- [GOAL]: The listing below is to be output in its exact form.

- [Pointing dataset records]:

:::::

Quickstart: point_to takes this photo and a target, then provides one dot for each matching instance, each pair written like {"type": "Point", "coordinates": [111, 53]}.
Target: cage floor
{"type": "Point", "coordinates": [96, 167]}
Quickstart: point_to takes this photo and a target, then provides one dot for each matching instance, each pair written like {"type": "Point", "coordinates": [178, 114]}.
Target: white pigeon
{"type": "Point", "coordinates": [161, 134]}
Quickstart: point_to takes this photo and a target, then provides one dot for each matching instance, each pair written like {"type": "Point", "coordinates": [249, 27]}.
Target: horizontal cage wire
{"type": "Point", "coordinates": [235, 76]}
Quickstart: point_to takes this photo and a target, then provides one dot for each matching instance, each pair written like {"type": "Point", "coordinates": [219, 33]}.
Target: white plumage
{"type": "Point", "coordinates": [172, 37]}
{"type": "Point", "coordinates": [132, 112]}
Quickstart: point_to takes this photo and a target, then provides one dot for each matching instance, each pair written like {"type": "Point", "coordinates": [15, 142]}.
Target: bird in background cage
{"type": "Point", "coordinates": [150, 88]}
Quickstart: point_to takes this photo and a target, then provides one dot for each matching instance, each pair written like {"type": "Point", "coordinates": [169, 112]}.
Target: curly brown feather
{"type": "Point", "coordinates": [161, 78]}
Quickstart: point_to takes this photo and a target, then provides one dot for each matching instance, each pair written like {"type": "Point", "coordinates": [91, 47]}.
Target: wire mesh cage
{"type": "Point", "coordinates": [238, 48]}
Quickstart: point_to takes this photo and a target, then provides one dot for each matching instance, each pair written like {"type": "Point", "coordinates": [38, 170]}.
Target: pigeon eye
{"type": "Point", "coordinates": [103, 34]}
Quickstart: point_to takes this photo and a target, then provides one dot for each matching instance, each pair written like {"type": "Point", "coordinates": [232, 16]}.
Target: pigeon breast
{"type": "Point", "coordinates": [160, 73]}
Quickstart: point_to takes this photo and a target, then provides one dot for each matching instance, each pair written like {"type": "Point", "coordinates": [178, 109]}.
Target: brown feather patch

:::::

- [EXERCISE RESULT]:
Quickstart: point_to takes this photo and a target, then provides one dot for each matching instance, each pair written like {"type": "Point", "coordinates": [111, 53]}.
Target: cage floor
{"type": "Point", "coordinates": [96, 167]}
Quickstart: point_to takes this photo and a target, then provides one dot for each matching instance, each pair written like {"type": "Point", "coordinates": [178, 114]}.
Target: white pigeon
{"type": "Point", "coordinates": [161, 134]}
Quickstart: point_to takes this photo and a target, then provides one dot for each matching instance, each pair written like {"type": "Point", "coordinates": [249, 27]}.
Target: horizontal cage wire
{"type": "Point", "coordinates": [235, 76]}
Quickstart: point_to takes this photo and a target, then provides one dot for each matching instance, each pair written like {"type": "Point", "coordinates": [219, 33]}.
Target: white plumage
{"type": "Point", "coordinates": [172, 37]}
{"type": "Point", "coordinates": [132, 112]}
Quickstart: point_to takes this photo and a target, then provides one dot for each matching instance, each pair written like {"type": "Point", "coordinates": [15, 142]}.
Target: bird in background cage
{"type": "Point", "coordinates": [150, 88]}
Quickstart: point_to takes this photo and a target, then provides one dot for each matching instance, each pair written like {"type": "Point", "coordinates": [169, 112]}.
Target: curly brown feather
{"type": "Point", "coordinates": [161, 78]}
Quickstart: point_to takes this photo and a target, then provides one dot for each matching instance, each pair written like {"type": "Point", "coordinates": [91, 47]}.
Target: wire mesh cage
{"type": "Point", "coordinates": [238, 48]}
Quickstart: point_to takes this photo and a target, then provides one dot for each matching instance, each pair written like {"type": "Point", "coordinates": [38, 170]}.
Target: pigeon eye
{"type": "Point", "coordinates": [103, 34]}
Quickstart: point_to takes this photo and a target, then provides one dot for each matching instance, each pair written like {"type": "Point", "coordinates": [232, 16]}.
Target: pigeon breast
{"type": "Point", "coordinates": [160, 73]}
Quickstart: point_to takes this photo and a target, then provides one dot for each matching instance, each pair written like {"type": "Point", "coordinates": [178, 109]}.
Target: brown feather patch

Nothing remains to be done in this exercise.